## What to produce
Give as output the line that contains "Annotation task — locate each instance of the grass", followed by every remaining line of the entries, unchanged and with nothing added.

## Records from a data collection
········
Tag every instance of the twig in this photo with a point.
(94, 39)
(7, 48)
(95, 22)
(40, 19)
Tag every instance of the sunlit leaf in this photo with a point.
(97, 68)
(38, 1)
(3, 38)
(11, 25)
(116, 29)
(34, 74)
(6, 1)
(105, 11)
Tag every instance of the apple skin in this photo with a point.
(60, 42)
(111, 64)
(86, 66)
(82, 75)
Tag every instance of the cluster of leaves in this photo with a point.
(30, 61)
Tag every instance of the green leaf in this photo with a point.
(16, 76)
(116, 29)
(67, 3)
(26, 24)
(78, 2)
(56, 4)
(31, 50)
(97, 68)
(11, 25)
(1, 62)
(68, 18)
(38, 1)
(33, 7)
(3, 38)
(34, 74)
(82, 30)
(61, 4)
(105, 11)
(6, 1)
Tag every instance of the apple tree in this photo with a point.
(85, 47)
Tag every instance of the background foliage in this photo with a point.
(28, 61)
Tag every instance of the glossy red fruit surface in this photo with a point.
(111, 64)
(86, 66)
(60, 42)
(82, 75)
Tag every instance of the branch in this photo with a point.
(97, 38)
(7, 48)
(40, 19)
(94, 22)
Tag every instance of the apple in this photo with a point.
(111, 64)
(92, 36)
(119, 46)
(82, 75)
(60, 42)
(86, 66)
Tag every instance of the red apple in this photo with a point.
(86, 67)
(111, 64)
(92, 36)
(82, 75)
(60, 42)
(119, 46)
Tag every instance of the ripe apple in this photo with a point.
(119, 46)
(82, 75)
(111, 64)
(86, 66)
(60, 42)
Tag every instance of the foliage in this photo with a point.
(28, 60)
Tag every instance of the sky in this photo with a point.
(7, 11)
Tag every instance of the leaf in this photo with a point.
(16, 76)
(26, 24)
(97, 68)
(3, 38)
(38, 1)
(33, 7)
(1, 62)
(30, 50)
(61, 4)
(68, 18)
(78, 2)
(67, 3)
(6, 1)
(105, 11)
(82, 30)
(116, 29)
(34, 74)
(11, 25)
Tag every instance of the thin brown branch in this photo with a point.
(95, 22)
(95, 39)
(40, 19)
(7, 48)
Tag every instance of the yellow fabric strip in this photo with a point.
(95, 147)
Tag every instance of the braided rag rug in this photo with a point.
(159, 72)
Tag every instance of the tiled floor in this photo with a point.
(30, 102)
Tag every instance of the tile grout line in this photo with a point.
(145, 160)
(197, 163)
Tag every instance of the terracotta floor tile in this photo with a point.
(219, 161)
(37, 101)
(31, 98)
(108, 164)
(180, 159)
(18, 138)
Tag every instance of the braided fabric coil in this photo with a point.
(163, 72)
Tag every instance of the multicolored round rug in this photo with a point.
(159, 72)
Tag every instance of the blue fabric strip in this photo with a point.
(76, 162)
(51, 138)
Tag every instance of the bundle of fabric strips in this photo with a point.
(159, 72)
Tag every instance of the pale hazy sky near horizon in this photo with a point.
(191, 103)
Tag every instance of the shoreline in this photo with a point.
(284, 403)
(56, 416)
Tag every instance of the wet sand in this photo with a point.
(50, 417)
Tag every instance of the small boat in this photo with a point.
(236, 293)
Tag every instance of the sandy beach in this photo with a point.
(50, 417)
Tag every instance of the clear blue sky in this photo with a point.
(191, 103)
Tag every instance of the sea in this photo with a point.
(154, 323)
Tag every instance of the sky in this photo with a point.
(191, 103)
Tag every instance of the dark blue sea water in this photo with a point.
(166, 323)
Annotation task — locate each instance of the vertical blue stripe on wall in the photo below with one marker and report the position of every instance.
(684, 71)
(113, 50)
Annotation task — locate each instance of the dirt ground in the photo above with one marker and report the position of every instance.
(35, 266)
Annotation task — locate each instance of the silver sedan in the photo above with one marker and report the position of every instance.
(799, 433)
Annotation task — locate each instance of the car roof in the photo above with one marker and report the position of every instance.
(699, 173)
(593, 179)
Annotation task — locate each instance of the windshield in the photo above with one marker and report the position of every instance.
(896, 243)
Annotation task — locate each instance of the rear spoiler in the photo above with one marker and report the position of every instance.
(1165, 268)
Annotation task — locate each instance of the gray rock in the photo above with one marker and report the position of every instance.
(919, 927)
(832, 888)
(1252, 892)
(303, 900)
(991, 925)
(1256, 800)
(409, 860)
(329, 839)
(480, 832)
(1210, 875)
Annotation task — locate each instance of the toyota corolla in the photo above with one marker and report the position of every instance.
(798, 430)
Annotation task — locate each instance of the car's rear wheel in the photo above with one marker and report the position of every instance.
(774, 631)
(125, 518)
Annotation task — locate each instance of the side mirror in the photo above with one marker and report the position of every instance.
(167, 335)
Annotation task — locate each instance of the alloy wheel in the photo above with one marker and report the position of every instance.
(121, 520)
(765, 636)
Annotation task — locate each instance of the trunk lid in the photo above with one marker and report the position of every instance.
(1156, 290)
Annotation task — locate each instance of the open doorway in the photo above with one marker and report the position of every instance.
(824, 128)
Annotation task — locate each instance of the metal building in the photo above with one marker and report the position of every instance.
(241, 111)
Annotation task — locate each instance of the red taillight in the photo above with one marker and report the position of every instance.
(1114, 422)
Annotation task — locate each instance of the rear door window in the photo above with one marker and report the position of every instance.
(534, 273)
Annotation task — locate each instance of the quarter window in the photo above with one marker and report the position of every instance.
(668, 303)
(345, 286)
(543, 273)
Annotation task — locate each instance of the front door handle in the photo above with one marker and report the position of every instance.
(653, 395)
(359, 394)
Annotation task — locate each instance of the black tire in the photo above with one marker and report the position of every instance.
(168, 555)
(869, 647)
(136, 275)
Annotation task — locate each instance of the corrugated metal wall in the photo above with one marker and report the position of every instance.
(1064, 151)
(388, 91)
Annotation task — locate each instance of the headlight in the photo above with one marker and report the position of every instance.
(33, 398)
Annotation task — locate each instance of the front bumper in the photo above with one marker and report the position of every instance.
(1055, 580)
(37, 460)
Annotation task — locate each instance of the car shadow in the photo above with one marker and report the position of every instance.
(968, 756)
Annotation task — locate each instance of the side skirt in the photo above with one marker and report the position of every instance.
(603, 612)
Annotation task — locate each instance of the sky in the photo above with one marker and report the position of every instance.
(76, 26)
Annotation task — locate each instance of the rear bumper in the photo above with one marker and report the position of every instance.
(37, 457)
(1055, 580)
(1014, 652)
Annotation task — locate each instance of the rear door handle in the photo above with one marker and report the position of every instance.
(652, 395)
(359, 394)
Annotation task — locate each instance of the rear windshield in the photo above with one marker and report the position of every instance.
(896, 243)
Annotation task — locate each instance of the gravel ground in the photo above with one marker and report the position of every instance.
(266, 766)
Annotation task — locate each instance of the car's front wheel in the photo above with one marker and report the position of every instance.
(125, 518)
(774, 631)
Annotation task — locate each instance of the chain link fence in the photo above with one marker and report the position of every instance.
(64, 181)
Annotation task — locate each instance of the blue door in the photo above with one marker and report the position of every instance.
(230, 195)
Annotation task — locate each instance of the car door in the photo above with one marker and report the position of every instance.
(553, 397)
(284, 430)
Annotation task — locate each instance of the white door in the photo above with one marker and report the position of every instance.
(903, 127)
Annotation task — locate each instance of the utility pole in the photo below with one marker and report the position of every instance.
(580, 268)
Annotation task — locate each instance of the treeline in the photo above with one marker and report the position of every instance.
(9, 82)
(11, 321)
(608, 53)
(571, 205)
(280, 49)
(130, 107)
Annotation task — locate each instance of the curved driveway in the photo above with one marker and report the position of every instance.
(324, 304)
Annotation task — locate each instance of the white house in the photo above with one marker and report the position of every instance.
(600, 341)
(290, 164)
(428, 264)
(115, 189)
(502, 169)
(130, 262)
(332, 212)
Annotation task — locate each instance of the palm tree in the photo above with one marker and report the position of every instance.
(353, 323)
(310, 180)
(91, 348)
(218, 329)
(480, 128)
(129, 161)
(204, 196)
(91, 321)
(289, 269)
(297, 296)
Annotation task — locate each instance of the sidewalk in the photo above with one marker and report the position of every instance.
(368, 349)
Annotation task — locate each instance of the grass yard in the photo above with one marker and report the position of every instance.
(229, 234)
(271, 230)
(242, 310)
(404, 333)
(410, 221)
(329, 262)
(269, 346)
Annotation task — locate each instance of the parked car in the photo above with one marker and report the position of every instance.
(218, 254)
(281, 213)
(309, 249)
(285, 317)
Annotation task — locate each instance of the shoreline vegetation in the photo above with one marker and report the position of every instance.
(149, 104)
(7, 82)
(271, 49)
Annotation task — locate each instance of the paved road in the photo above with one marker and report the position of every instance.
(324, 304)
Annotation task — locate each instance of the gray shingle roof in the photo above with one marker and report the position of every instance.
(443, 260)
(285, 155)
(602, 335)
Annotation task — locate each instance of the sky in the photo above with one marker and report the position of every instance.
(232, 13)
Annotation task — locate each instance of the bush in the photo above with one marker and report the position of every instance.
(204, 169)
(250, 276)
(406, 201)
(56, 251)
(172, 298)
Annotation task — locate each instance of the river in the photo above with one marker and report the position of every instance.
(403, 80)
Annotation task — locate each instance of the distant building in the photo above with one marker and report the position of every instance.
········
## Answer for the task
Annotation task — locate each instance of the grass yard in the photo above with one marker and report the position of every instance.
(229, 234)
(271, 230)
(242, 310)
(404, 333)
(410, 221)
(329, 262)
(269, 346)
Annotation task — locate each instance of the parked car in the photo above with one marker and report the position of every instance.
(218, 254)
(281, 213)
(309, 249)
(285, 317)
Annotation task — locate each instance of the shoreline vegetation in the photo above with one marker and report the position of every instance.
(149, 104)
(7, 82)
(271, 49)
Annotation task — locate each instance of the paved road in the photo above with one marker and report the position of every instance.
(324, 304)
Annotation task — locate each instance of the gray shingle roof in the photo above with one marker and report the position of every instance.
(443, 260)
(285, 155)
(602, 335)
Annotation task — locate each instance of the sky in the photo above with one marker and report the position of every instance.
(232, 13)
Annotation task — locate each instance of the bush in the photo above with one marker and report the position of every instance.
(204, 169)
(250, 276)
(406, 201)
(56, 251)
(172, 298)
Annotation task — locate each instance of the river in the photo above with one marker and report the position of every instance.
(403, 80)
Annotation task — locate each instance of the distant building in the photo above with one marker and report the position of every instance.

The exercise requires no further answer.